--- Start ---
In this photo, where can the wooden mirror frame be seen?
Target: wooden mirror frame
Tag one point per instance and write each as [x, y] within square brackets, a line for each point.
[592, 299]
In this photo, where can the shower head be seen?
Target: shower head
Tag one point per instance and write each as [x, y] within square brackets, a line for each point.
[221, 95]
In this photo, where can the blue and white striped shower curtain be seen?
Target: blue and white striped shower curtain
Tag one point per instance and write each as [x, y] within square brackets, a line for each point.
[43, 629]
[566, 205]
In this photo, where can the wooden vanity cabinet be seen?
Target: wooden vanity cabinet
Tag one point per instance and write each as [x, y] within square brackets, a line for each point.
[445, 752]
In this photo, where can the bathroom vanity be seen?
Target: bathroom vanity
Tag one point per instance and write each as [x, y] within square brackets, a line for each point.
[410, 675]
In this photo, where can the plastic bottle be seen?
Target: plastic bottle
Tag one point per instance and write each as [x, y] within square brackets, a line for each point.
--- End ---
## Short exercise
Rewrite the material above, swapping "wooden" for "oak" at every occurrence and keeping all other text unchanged.

## The answer
In this photo, where can the oak mirror frame be seen?
Target: oak mirror frame
Tag one point per instance and write each as [x, y] within square brackets, a line for each point.
[592, 299]
In this photo, where can the shower head be seen?
Target: shower head
Tag one point per instance and write each as [x, y] within square brackets, a line for each point.
[221, 95]
In this photo, where can the blue and white striped shower curtain be seen?
Target: blue and white striped shower curtain
Tag one point per instance and write each as [x, y] within square brackets, a line for each point.
[43, 629]
[566, 205]
In this photo, where can the oak vanity cabinet be seen?
Target: oak vanity cabinet
Tag one point per instance and write each as [x, y] within square brackets, a line for each point.
[445, 752]
In this photo, where can the bathroom vanity be seen?
Target: bathroom vanity
Tag one point per instance and write each as [x, y] within square brackets, a line for each point.
[410, 675]
In this photo, where can the plastic bottle be seen?
Target: plastic bottle
Tag one point per instance and write each as [x, y] within square brackets, a line for each point.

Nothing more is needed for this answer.